--- Begin ---

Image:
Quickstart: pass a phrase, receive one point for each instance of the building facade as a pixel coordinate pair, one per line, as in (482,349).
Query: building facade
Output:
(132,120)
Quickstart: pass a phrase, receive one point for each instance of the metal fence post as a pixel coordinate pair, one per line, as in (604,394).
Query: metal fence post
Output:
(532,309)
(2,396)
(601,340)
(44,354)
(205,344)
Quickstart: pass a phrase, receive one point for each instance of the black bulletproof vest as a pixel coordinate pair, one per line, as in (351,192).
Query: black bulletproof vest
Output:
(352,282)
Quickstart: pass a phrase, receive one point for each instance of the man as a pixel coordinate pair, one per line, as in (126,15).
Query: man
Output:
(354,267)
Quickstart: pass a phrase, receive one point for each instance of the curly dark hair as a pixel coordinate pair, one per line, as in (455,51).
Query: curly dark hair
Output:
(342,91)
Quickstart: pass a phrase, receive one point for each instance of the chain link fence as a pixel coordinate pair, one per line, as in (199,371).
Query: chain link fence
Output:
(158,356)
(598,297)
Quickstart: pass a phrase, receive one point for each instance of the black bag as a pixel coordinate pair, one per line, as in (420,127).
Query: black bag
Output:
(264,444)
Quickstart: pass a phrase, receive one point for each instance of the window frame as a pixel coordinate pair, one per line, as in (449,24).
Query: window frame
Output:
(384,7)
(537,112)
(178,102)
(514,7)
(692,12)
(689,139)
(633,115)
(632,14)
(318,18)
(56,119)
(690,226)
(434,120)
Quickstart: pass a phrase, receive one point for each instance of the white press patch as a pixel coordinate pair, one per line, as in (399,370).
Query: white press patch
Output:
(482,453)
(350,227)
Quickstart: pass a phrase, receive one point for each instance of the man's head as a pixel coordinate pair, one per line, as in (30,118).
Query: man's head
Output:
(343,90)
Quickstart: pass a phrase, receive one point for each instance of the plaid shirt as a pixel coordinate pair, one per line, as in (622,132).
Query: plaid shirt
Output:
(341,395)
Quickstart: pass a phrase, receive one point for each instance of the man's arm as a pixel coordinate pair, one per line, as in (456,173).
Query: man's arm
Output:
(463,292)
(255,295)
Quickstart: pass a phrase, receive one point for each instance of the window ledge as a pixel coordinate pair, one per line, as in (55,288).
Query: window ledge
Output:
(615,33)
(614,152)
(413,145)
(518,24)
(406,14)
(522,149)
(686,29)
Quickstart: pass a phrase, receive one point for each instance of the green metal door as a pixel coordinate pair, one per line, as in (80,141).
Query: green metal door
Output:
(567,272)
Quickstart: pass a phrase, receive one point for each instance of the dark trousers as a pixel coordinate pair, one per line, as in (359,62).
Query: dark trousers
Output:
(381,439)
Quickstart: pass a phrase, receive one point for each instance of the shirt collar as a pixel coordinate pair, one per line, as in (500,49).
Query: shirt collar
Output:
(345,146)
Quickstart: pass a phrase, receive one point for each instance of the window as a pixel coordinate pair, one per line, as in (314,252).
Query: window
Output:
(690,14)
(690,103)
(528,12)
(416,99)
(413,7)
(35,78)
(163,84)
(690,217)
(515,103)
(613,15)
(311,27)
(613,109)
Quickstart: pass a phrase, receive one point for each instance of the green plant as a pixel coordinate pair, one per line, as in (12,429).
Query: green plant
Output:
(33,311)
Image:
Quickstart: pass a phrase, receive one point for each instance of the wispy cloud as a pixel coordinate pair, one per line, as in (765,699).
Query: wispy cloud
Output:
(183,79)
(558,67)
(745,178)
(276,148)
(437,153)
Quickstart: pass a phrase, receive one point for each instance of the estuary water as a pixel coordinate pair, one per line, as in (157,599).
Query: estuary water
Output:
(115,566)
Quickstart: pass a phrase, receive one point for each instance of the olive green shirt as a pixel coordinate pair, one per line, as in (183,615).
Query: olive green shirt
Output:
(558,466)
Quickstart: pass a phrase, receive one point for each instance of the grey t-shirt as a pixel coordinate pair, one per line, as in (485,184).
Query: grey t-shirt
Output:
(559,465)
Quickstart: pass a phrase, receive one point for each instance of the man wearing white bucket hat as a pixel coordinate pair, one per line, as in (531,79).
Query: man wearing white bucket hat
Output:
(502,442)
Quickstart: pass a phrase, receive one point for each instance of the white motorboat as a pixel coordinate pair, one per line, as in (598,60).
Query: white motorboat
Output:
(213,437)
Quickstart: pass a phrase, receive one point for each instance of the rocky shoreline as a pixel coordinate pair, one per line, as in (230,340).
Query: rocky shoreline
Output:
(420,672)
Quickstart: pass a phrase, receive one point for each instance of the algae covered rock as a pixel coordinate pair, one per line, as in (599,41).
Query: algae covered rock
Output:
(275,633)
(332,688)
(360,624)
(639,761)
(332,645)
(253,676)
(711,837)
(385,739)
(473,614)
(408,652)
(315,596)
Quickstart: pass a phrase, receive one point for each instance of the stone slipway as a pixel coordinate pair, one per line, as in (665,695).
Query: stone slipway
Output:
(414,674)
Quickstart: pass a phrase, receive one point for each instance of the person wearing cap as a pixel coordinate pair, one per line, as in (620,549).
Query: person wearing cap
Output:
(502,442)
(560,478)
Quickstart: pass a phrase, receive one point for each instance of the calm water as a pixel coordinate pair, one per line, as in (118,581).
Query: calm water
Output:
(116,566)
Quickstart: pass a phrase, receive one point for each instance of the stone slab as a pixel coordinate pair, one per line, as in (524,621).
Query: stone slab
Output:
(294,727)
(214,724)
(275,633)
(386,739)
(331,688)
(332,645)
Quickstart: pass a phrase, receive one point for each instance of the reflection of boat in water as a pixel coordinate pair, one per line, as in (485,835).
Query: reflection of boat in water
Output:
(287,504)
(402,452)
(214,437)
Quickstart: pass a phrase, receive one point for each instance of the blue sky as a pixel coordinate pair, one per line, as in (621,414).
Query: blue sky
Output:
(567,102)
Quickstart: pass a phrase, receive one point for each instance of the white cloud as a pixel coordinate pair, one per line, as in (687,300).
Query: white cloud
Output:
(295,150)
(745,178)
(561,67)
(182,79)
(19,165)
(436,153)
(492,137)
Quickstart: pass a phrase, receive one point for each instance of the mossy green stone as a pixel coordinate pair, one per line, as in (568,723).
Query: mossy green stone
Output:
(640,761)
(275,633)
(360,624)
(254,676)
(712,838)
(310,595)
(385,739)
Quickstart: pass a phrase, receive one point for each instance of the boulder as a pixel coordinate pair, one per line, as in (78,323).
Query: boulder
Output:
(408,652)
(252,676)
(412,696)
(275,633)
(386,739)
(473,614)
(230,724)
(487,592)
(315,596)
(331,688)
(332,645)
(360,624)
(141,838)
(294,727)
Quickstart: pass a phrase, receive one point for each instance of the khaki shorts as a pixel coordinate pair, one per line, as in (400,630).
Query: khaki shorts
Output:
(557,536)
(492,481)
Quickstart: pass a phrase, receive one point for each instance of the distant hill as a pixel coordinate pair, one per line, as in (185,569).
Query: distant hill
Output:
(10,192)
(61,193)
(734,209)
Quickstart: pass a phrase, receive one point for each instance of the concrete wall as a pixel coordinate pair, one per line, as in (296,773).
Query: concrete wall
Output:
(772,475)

--- End ---

Exercise description -
Restate the data above word for word, please.

Expected answer -
Image:
Quickstart: pass a phrase, receive one point for each instance of the building facade as a pixel coordinate pair, one per line, as in (482,349).
Query: building facade
Output:
(132,120)
Quickstart: pass a phrase, receive one point for each instance of the metal fence post as a pixel coordinate pair, one per line, as in (604,394).
Query: metal fence post
Output:
(532,309)
(2,396)
(601,340)
(44,354)
(205,344)
Quickstart: pass a phrase, receive one point for each instance of the black bulletproof vest as a pixel coordinate pair, one per line, as in (351,192).
Query: black bulletproof vest
Output:
(352,282)
Quickstart: pass a phrase, receive one point for each instance of the man as a pixel coordinate pair, one per line, as in (126,15).
Query: man
Output:
(354,267)
Quickstart: pass a phrase, receive one point for each instance of the curly dark hair as a pixel coordinate pair, one per line, as in (455,51).
Query: curly dark hair
Output:
(342,91)
Quickstart: pass a phrase, receive one point for each instance of the chain link fence as a pixel coordinate pair, one per line, as in (199,371).
Query: chain link fence
Output:
(158,356)
(598,297)
Quickstart: pass a phrase, receive one point for each instance of the black bag as a pixel coordinate pair, one per line, as in (420,127).
Query: black bag
Output:
(264,444)
Quickstart: pass a phrase, receive one point for each instance of the window frame as a pixel coordinate pair, one per line, as in (449,24).
Query: window frame
Output:
(384,7)
(537,112)
(178,102)
(514,7)
(692,12)
(689,139)
(633,115)
(632,14)
(318,18)
(56,119)
(690,226)
(434,120)
Quickstart: pass a phrase, receive one point for each instance of the white press patch as a pixel coordinate pair, one per line, as in (399,370).
Query: white press patch
Output:
(482,453)
(350,227)
Quickstart: pass a phrase, receive one point for each instance of the man's head as a pixel coordinate pair, one per line, as in (30,118).
Query: man's head
Output:
(343,90)
Quickstart: pass a phrase, receive one point for each instance of the plaid shirt as a pixel coordinate pair, one per line, as in (622,132).
Query: plaid shirt
Output:
(341,395)
Quickstart: pass a phrase, receive one point for each instance of the man's arm as a pixel coordinate pair, one per line, as in (456,173).
Query: man's arm
Output:
(463,292)
(255,295)
Quickstart: pass a phrase, receive one point for each instance of the window ledge as a pixel coordinate pair, one per line, as in (55,288).
Query: window ledge
Output:
(615,33)
(614,152)
(413,145)
(518,24)
(406,14)
(522,149)
(686,29)
Quickstart: pass a phrase, receive one point for each instance of the green metal door as a pixel coordinate pair, one per line, as in (80,141).
Query: green metal door
Output:
(567,272)
Quickstart: pass a phrase, receive one point for each instance of the dark trousers as a pixel coordinate pair, one per line, as in (359,62).
Query: dark trousers
Output:
(381,439)
Quickstart: pass a phrase, receive one point for each instance of the shirt collar as a pixel coordinate pair, one per line, as in (500,49).
Query: shirt collar
Output:
(345,146)
Quickstart: pass a phrase, receive one point for each instance of the window as a pixel coordinate pair, one per line, as in (314,252).
Query: window
Output:
(690,14)
(690,103)
(528,12)
(416,99)
(413,7)
(35,78)
(163,84)
(690,217)
(515,103)
(613,15)
(311,27)
(613,109)
Quickstart: pass a phrase, receive one point for each instance of the green plant as a pixel coordinate pair, one per line, as in (12,429).
Query: green plant
Output:
(33,311)
Image:
Quickstart: pass a phrase, receive one point for each instance of the wispy cloud as a pixel coordinate pair, one per line, as in (765,699).
Query: wispy cloud
Output:
(183,79)
(558,67)
(745,178)
(276,148)
(437,153)
Quickstart: pass a phrase, receive one point for each instance of the estuary water as a pixel coordinate pair, one per line, as in (157,599).
Query: estuary water
Output:
(115,566)
Quickstart: pass a phrase, receive one point for each instance of the olive green shirt as a pixel coordinate pair, one per line, as in (183,615).
Query: olive green shirt
Output:
(558,466)
Quickstart: pass a phrase, receive one point for each instance of the grey t-shirt as a pixel coordinate pair, one per line, as in (485,184).
Query: grey t-shirt
Output:
(559,465)
Quickstart: pass a phrase, receive one point for each instance of the man wearing white bucket hat as a pixel coordinate pair, one per line, as in (531,79).
Query: man wearing white bucket hat
Output:
(502,442)
Quickstart: pass a phrase, receive one point for each instance of the white motorboat as a pixel coordinate pair, one per line, as in (598,60).
Query: white motorboat
Output:
(213,437)
Quickstart: pass a phrase, receive one point for each instance of the rocky shoreline as a pixel coordinate pair, one per line, as in (230,340).
Query: rocky shoreline
Output:
(420,672)
Quickstart: pass a phrase, receive one point for each instance of the algae covered rock as a pixel coordinate pair, one per line, as in (599,41).
Query: algae covered rock
Output:
(275,633)
(332,688)
(360,624)
(639,761)
(332,645)
(253,676)
(711,837)
(385,739)
(473,614)
(408,652)
(315,596)
Quickstart: pass a phrase, receive one point for each instance of the stone slipway as a pixel coordinate pair, one per line, as in (665,695).
Query: stone slipway
Output:
(414,674)
Quickstart: pass a phrase, receive one point for each instance of the person wearing cap as a pixel coordinate pair, one per line, as in (620,549).
Query: person wearing cap
Output:
(502,442)
(560,478)
Quickstart: pass a phrase, receive one point for each instance of the calm water as a pixel coordinate pair, one per line, as in (118,581).
Query: calm water
Output:
(116,566)
Quickstart: pass a phrase, receive one point for each instance of the stone slab as a pixel coordinate pair, one per line, as in (524,621).
Query: stone slab
Output:
(294,727)
(214,724)
(275,633)
(386,739)
(331,688)
(332,645)
Quickstart: pass a phrase, receive one point for each instance of the reflection of boat in water as a pixel coordinate pair, one per line, as in (485,835).
Query: reflection of boat in water
Output:
(287,504)
(402,452)
(214,437)
Quickstart: pass a phrase, receive one point for each instance of the blue sky as a pixel coordinate pair, one per line, as in (621,414).
Query: blue sky
Output:
(567,102)
Quickstart: pass a phrase, receive one point for each instance of the white cloud as a pixel coordinate pair, one per line, as in (687,300).
Query: white cloud
Output:
(295,150)
(745,178)
(561,67)
(182,79)
(19,165)
(436,153)
(492,137)
Quickstart: pass a phrase, receive one point for each instance of the mossy green stone as a pixel coordinate pair, one per line, as in (568,723).
Query: mossy green stone
Output:
(640,761)
(275,633)
(360,624)
(254,676)
(712,838)
(310,595)
(385,739)
Quickstart: pass a phrase, receive one point for each instance of the boulder as a pixel coordinate pair, one per line, as in (78,323).
Query: boulder
Output:
(408,652)
(252,676)
(412,696)
(275,633)
(386,739)
(473,614)
(230,724)
(487,592)
(315,596)
(331,688)
(332,645)
(360,624)
(141,838)
(294,727)
Quickstart: pass a phrase, receive one point for each instance of the khaki shorts as a pixel coordinate pair, one per line, as in (400,630).
Query: khaki shorts
Output:
(557,536)
(492,481)
Quickstart: pass a phrase, receive one point for each instance of the distant hill as a pixel coordinate pair, one per line, as in (185,569).
Query: distant hill
Output:
(10,192)
(61,193)
(734,209)
Quickstart: pass a phrase, receive one point for each instance of the concrete wall as a pixel coordinate pair, one per line, as in (296,773).
Query: concrete wall
Output:
(772,475)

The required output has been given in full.